**Brief A:**
In the excerpt on community growth, about how many people attended the first PyCon the speaker went to in 2010?

-- START OF Selected excerpt --

Another thing that as we grow, I’ve also been concerned about, and luckily it hasn’t ended up being all that much of a problem in our community, but something that we all collectively will have to be on our lookout as, imagine if the PyData community grows 10 times as large as it is now. If you look at PyCon now, with 4 or 5 thousand people at the major North America PyCon, the first PyCon that I went to in 2010 was only about 1,500 people. So the Python community itself has grown significantly. And as online communities grow, inevitably there will be that small subset of people who are making things worse for everybody else. And one of the challenges in growing the community is engineering the rules and the social behaviors of the community so that things are made harder for those, what you could call bad actors. If you read a lot of Peter Hintjens, he does talk about these bad actors who make things worse for everyone else. So things like codes of conduct, that’s why sometimes you’ll see somebody making an online ruckus about a conference that doesn’t have a code of conduct. But this is actually really important. So if you’re at a conference and you see somebody who is a bad actor, that you can say, hey, you’re violating the code of conduct and that is not acceptable behavior. And we hold ourselves to a high standard. But if you don’t have those social contracts and rules in place, then it can make it harder to deal with a problematic person because you get into this situation where it’s like, I did this thing and I didn’t think that was so bad and I don’t see what you’re so upset about. But you need to say, here’s why this is offensive or here’s why you’re making things worse for everyone else so that you can weed out those bad actors.

-- END OF Selected excerpt --

**Brief B:**
Copy the rows word for word, from the row containing "mane in the photo below." through the row containing "leg in the photo above.", both included.

-- START OF Extracted entries --

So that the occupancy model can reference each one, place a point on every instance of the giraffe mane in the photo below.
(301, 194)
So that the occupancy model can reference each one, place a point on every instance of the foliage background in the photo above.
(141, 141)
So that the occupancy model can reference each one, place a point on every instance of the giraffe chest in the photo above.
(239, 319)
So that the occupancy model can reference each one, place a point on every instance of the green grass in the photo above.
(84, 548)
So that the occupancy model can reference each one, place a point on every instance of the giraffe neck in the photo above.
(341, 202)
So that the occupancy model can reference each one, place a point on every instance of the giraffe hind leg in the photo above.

-- END OF Extracted entries --
-- START OF Extracted entries --

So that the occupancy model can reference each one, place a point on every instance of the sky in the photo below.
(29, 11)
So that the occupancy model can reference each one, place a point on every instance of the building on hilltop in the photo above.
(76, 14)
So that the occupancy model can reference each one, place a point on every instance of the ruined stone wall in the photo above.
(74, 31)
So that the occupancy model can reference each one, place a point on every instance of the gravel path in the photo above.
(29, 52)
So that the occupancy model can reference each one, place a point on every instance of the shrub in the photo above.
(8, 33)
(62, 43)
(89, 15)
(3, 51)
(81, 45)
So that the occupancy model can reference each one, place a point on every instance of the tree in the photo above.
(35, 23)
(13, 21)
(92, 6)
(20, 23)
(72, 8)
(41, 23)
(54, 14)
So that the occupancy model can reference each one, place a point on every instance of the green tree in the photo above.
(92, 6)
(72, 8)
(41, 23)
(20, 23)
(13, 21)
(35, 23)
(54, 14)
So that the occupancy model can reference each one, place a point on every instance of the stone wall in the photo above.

-- END OF Extracted entries --

**Task solution A:**
About 1,500 people.

**Task solution B:**
So that the occupancy model can reference each one, place a point on every instance of the giraffe mane in the photo below.
(301, 194)
So that the occupancy model can reference each one, place a point on every instance of the foliage background in the photo above.
(141, 141)
So that the occupancy model can reference each one, place a point on every instance of the giraffe chest in the photo above.
(239, 319)
So that the occupancy model can reference each one, place a point on every instance of the green grass in the photo above.
(84, 548)
So that the occupancy model can reference each one, place a point on every instance of the giraffe neck in the photo above.
(341, 202)
So that the occupancy model can reference each one, place a point on every instance of the giraffe hind leg in the photo above.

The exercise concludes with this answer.